▶ [WHAT TO PRODUCE]
Starting with the line that contains "Where can the window frame molding", copy every line through the end of the data below, exactly and with nothing added.

>>>>

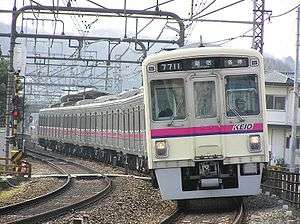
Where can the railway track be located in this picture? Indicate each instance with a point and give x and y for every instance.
(183, 214)
(75, 193)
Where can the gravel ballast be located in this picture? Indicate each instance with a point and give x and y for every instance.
(29, 189)
(132, 201)
(265, 209)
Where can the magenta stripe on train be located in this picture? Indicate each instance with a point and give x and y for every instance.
(207, 130)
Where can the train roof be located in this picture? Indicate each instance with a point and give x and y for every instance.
(200, 51)
(100, 101)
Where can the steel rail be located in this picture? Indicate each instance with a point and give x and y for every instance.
(65, 209)
(172, 218)
(240, 212)
(46, 216)
(16, 206)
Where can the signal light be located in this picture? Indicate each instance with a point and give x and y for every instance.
(15, 114)
(18, 84)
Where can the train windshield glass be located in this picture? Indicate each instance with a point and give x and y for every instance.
(205, 99)
(168, 99)
(241, 95)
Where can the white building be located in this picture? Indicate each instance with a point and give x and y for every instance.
(279, 100)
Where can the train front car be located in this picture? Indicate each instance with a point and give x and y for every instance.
(206, 133)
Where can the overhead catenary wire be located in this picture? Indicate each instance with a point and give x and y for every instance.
(219, 9)
(285, 13)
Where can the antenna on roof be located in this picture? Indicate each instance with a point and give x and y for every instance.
(201, 42)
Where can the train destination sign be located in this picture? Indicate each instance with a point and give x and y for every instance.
(203, 63)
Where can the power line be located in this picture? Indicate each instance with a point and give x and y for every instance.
(210, 4)
(282, 14)
(219, 9)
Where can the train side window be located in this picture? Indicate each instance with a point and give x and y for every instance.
(88, 122)
(125, 121)
(139, 119)
(111, 121)
(81, 121)
(128, 121)
(118, 121)
(93, 121)
(142, 119)
(101, 121)
(85, 121)
(133, 119)
(121, 117)
(106, 121)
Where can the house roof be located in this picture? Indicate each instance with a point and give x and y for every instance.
(275, 77)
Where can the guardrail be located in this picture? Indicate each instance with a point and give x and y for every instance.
(284, 184)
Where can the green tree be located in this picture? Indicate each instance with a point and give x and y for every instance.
(3, 83)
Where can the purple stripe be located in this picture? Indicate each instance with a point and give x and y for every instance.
(205, 130)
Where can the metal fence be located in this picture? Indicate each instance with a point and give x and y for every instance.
(284, 184)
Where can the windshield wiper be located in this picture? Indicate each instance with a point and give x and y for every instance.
(237, 114)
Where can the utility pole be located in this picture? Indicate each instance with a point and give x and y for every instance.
(296, 97)
(9, 90)
(258, 24)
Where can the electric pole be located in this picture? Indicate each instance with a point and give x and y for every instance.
(293, 141)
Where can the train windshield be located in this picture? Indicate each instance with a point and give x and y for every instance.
(168, 99)
(241, 95)
(205, 99)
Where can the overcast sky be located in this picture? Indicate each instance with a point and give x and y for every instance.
(280, 33)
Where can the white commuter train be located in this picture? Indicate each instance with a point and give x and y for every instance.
(198, 124)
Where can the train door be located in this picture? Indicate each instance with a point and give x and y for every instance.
(206, 118)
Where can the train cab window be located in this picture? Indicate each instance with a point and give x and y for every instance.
(168, 99)
(241, 93)
(205, 99)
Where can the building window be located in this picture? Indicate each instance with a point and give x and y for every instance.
(288, 142)
(275, 102)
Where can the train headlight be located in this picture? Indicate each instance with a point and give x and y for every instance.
(254, 143)
(161, 149)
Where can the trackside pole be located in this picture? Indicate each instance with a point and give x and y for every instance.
(296, 97)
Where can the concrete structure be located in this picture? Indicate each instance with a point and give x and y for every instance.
(279, 99)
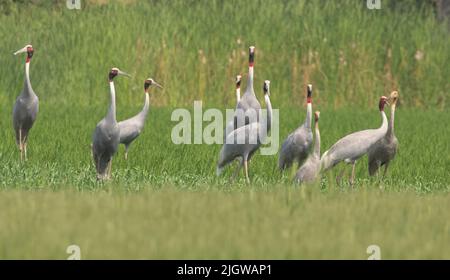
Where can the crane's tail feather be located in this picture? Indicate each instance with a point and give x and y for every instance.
(325, 162)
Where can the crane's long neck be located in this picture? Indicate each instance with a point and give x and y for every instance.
(308, 114)
(269, 112)
(238, 95)
(250, 79)
(384, 123)
(112, 107)
(146, 108)
(390, 132)
(27, 83)
(317, 141)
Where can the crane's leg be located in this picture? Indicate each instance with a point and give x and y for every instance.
(20, 144)
(246, 170)
(341, 174)
(238, 168)
(126, 152)
(352, 179)
(109, 169)
(385, 169)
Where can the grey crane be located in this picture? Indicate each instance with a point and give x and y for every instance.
(355, 145)
(297, 145)
(131, 128)
(105, 140)
(244, 141)
(385, 149)
(26, 107)
(230, 126)
(248, 107)
(311, 168)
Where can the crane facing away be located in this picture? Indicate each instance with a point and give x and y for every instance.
(105, 140)
(353, 146)
(311, 168)
(297, 145)
(248, 108)
(230, 126)
(26, 107)
(131, 128)
(385, 149)
(244, 141)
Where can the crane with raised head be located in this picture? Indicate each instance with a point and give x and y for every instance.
(311, 168)
(248, 107)
(105, 140)
(244, 141)
(230, 126)
(355, 145)
(131, 128)
(297, 145)
(26, 107)
(385, 149)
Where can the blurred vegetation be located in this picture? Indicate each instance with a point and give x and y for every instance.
(351, 54)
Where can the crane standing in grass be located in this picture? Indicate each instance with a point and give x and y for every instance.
(385, 149)
(131, 128)
(353, 146)
(107, 133)
(26, 107)
(310, 169)
(230, 126)
(298, 143)
(248, 107)
(251, 136)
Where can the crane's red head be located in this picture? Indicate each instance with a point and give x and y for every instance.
(383, 101)
(251, 56)
(309, 93)
(316, 116)
(266, 87)
(150, 82)
(115, 72)
(28, 49)
(238, 81)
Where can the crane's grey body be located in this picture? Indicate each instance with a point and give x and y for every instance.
(25, 112)
(297, 145)
(26, 107)
(131, 128)
(384, 150)
(244, 141)
(105, 140)
(355, 145)
(248, 108)
(105, 143)
(309, 171)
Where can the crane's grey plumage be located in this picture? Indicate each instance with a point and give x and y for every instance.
(105, 140)
(297, 145)
(385, 149)
(248, 108)
(311, 168)
(131, 128)
(353, 146)
(230, 126)
(244, 141)
(26, 107)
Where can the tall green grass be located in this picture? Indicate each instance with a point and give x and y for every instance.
(351, 54)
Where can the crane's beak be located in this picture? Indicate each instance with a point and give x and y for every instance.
(120, 72)
(22, 50)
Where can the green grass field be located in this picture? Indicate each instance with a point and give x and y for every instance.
(165, 201)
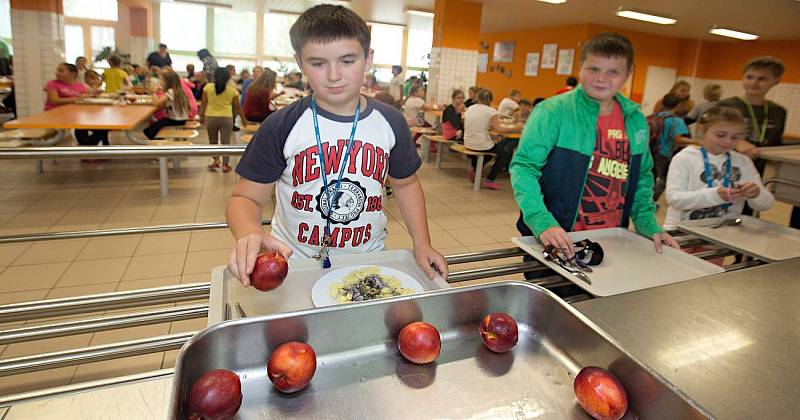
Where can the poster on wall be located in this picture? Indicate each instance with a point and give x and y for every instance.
(565, 60)
(549, 56)
(503, 52)
(532, 64)
(483, 62)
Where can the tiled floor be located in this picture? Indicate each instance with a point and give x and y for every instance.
(123, 193)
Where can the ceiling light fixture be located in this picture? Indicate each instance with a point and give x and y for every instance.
(419, 13)
(730, 33)
(645, 16)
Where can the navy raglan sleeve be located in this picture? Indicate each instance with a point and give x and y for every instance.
(263, 160)
(403, 158)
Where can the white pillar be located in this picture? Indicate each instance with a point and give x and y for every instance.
(38, 39)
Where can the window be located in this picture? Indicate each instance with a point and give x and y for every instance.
(73, 42)
(276, 35)
(91, 9)
(234, 32)
(387, 41)
(420, 39)
(5, 24)
(183, 26)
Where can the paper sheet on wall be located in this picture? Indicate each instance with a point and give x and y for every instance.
(565, 60)
(549, 56)
(532, 64)
(483, 62)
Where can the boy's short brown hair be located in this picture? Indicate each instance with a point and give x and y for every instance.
(769, 63)
(326, 23)
(609, 44)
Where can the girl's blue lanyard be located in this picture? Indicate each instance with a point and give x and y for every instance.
(332, 197)
(726, 181)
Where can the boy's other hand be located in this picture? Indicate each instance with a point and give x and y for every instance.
(664, 238)
(559, 238)
(431, 261)
(242, 259)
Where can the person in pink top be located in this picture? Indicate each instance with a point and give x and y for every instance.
(66, 89)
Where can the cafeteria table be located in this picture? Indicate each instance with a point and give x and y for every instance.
(786, 160)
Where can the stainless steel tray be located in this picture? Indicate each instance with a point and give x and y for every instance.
(757, 238)
(361, 375)
(630, 262)
(295, 292)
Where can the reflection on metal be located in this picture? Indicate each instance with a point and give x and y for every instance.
(91, 354)
(34, 237)
(105, 301)
(105, 323)
(484, 255)
(129, 152)
(500, 270)
(13, 399)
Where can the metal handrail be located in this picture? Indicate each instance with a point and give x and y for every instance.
(124, 152)
(76, 234)
(91, 354)
(105, 323)
(25, 311)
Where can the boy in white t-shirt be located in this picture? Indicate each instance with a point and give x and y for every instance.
(510, 104)
(361, 141)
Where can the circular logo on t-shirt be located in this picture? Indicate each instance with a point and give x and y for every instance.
(346, 206)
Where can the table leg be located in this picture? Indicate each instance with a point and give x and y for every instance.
(478, 174)
(163, 176)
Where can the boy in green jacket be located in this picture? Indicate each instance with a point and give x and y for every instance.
(583, 160)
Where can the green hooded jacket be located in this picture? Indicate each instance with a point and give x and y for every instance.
(550, 167)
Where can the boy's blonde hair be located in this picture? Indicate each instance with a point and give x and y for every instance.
(712, 92)
(720, 114)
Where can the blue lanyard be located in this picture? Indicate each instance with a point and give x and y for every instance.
(726, 182)
(332, 197)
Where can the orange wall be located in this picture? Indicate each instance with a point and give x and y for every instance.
(457, 24)
(527, 41)
(724, 60)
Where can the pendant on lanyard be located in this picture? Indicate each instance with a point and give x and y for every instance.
(332, 197)
(726, 181)
(759, 130)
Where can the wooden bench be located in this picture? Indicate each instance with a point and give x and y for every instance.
(476, 185)
(173, 137)
(441, 144)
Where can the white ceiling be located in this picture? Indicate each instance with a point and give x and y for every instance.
(771, 19)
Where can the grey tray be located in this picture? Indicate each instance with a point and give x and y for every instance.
(754, 237)
(361, 375)
(630, 262)
(295, 292)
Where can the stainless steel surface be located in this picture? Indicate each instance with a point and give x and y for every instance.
(498, 270)
(360, 373)
(34, 237)
(88, 388)
(630, 262)
(124, 152)
(104, 323)
(295, 293)
(484, 255)
(104, 301)
(731, 341)
(754, 237)
(90, 354)
(139, 400)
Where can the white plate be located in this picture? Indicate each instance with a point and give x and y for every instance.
(320, 292)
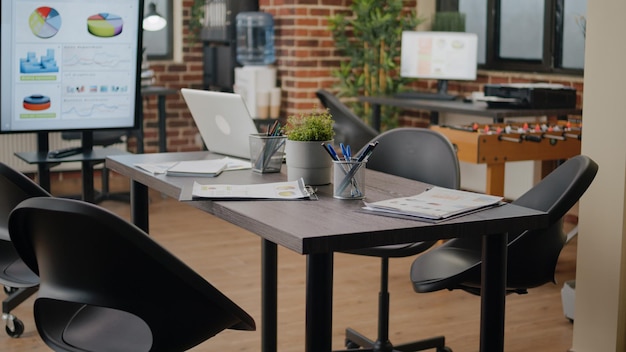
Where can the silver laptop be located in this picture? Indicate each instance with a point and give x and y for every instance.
(223, 121)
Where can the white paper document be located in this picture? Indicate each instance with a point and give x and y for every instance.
(196, 167)
(435, 203)
(277, 190)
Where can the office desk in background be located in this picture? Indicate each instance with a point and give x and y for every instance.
(161, 93)
(88, 160)
(459, 107)
(296, 225)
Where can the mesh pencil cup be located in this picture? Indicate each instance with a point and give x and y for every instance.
(349, 179)
(266, 152)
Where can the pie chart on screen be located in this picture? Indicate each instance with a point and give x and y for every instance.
(105, 25)
(45, 22)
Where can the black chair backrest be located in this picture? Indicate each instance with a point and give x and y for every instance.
(14, 188)
(349, 128)
(419, 154)
(86, 255)
(533, 255)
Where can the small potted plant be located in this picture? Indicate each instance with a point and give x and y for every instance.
(306, 157)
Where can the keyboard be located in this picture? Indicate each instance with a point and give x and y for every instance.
(424, 96)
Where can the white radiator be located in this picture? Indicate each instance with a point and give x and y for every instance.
(27, 142)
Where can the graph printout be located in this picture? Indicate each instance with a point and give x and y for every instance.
(69, 64)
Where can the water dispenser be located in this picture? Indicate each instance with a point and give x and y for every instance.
(256, 80)
(255, 38)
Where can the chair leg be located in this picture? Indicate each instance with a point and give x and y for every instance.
(14, 326)
(356, 341)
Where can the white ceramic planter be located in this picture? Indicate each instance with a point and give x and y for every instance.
(310, 161)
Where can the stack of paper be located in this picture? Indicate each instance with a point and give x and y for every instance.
(206, 168)
(276, 190)
(436, 203)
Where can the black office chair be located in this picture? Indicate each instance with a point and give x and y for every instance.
(349, 128)
(532, 255)
(423, 155)
(105, 285)
(19, 281)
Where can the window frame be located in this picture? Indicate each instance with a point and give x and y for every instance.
(552, 40)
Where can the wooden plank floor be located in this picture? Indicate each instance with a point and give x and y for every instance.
(229, 258)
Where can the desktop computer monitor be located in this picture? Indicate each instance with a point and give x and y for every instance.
(438, 55)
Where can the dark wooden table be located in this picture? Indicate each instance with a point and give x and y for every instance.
(459, 107)
(319, 228)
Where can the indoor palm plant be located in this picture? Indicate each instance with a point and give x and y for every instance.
(369, 37)
(306, 157)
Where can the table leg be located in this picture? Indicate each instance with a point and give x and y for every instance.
(89, 194)
(269, 296)
(319, 302)
(495, 179)
(162, 116)
(139, 205)
(493, 295)
(376, 117)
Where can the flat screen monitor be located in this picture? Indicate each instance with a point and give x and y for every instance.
(70, 65)
(439, 55)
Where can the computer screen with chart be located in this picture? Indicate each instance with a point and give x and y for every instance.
(439, 55)
(69, 64)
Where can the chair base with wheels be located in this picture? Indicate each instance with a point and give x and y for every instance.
(357, 341)
(14, 327)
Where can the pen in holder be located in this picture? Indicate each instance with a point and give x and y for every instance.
(349, 179)
(266, 152)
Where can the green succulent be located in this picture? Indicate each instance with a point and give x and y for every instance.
(316, 125)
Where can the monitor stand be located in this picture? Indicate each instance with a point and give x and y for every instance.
(87, 166)
(442, 93)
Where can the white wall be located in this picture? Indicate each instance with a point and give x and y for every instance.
(600, 280)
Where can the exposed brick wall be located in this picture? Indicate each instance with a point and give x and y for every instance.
(305, 57)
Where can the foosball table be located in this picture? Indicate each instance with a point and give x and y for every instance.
(496, 144)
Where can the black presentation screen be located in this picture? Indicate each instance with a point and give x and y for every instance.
(69, 64)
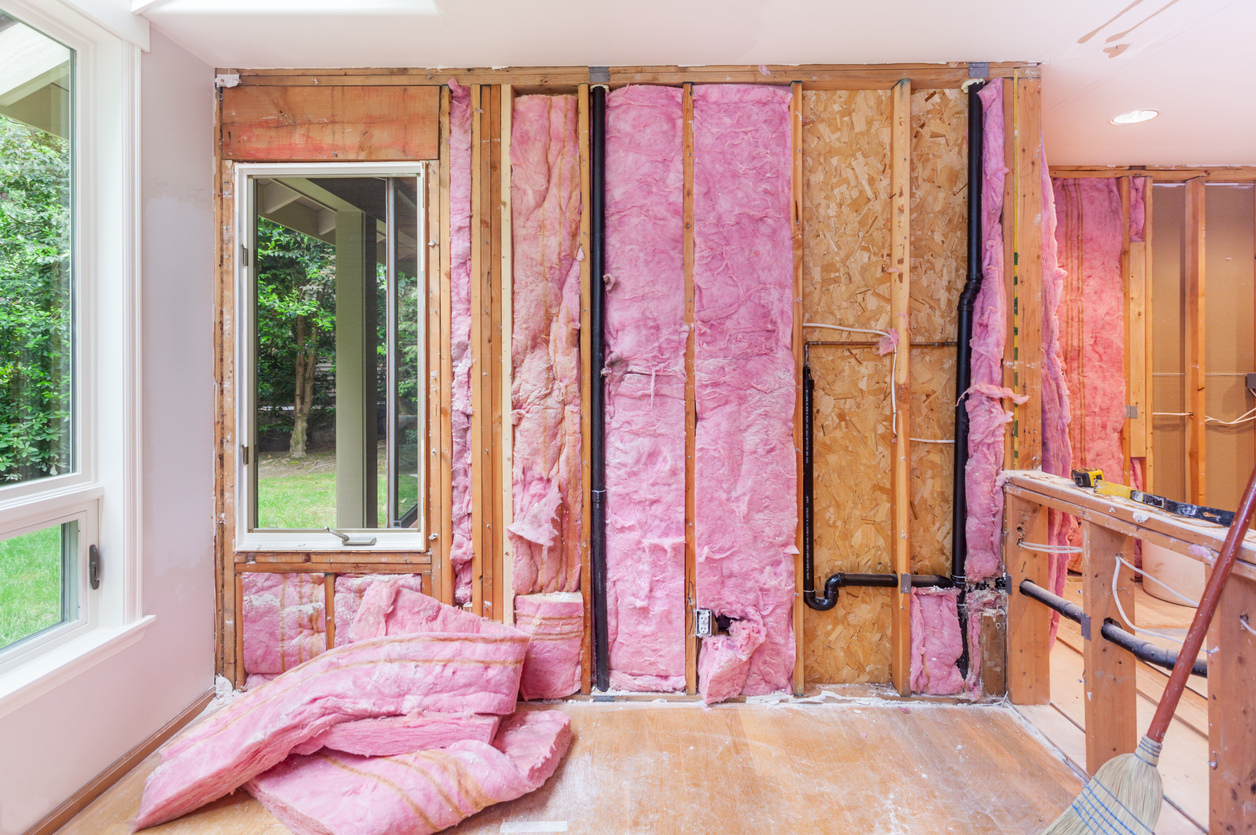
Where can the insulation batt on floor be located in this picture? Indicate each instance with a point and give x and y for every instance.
(284, 623)
(545, 217)
(1090, 235)
(460, 333)
(555, 623)
(644, 388)
(746, 481)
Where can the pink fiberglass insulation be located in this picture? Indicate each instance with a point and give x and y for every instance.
(1137, 210)
(545, 216)
(415, 794)
(1090, 237)
(644, 383)
(284, 623)
(980, 602)
(389, 609)
(460, 333)
(555, 623)
(349, 590)
(388, 736)
(936, 642)
(449, 673)
(986, 414)
(745, 481)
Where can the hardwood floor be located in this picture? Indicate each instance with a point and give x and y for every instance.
(859, 766)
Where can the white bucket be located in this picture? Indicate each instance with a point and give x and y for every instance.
(1181, 573)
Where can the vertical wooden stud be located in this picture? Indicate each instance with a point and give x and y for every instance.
(477, 441)
(1232, 711)
(796, 221)
(442, 525)
(329, 609)
(1029, 623)
(899, 308)
(1127, 290)
(508, 319)
(1196, 343)
(1110, 681)
(691, 642)
(587, 378)
(1026, 268)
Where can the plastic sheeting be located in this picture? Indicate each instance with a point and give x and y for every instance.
(644, 382)
(460, 333)
(545, 216)
(413, 794)
(1090, 235)
(937, 642)
(557, 624)
(284, 620)
(746, 481)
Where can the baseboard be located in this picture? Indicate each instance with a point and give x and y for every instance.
(103, 781)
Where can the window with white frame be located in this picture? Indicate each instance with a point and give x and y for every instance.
(332, 295)
(69, 561)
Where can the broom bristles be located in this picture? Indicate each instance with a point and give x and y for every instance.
(1122, 799)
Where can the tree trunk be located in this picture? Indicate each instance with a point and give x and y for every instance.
(307, 357)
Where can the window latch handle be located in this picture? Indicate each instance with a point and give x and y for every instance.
(93, 566)
(349, 539)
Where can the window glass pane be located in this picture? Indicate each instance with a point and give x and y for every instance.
(35, 588)
(37, 328)
(337, 330)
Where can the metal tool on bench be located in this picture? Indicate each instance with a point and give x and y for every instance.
(1094, 480)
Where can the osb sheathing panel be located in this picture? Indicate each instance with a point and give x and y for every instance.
(845, 254)
(845, 212)
(940, 199)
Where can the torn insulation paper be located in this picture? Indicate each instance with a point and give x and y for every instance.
(746, 481)
(644, 383)
(545, 217)
(284, 620)
(460, 334)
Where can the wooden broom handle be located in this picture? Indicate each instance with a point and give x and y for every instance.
(1203, 614)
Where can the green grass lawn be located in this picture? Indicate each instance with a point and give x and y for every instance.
(30, 584)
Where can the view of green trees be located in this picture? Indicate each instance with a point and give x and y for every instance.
(35, 313)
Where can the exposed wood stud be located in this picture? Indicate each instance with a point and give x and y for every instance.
(899, 310)
(1196, 343)
(691, 642)
(587, 372)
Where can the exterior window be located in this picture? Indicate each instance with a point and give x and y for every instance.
(337, 399)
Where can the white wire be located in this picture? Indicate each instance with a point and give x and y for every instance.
(1049, 549)
(893, 367)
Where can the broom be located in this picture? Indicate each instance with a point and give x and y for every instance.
(1124, 796)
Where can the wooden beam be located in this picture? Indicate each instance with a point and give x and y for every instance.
(691, 642)
(508, 319)
(1196, 344)
(1231, 711)
(1029, 623)
(442, 525)
(477, 441)
(1127, 284)
(899, 310)
(1110, 679)
(1026, 268)
(587, 377)
(796, 221)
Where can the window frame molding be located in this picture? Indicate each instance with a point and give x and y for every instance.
(108, 363)
(251, 541)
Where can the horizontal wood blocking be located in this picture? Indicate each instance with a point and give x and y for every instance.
(818, 77)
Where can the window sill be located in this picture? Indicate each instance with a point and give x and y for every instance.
(50, 669)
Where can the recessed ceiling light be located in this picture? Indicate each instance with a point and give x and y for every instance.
(1134, 117)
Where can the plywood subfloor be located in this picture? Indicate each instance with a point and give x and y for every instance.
(858, 767)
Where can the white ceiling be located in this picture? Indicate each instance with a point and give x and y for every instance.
(1190, 59)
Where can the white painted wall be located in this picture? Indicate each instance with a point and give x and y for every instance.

<<<<

▶ [FULL RESPONSE]
Where can the window frame molding be located in this picture? Indicate each instance with a point and give x and y for every instance.
(108, 363)
(251, 541)
Where can the horizontal wood blocking be located in this picture? Indicate each instance with a point and give x and y for every instance.
(818, 77)
Where can the window sill be located in this picture? Indicate each instance with a point and give x and y for every instance.
(50, 669)
Where can the recessed ceiling light be located in this picture? Indicate each instance with a point and give x and y for every instance.
(1134, 117)
Where can the plywood subfloor be located in this picture? Indicate each instance with a point and give x and y for every instance.
(858, 767)
Where can the white ceiling be located in this picture? Indicate each instance with a point and give x and y for every instance.
(1190, 59)
Where can the white painted wall be located in this picture? Indicate each instance with a point and give x and y for every instance.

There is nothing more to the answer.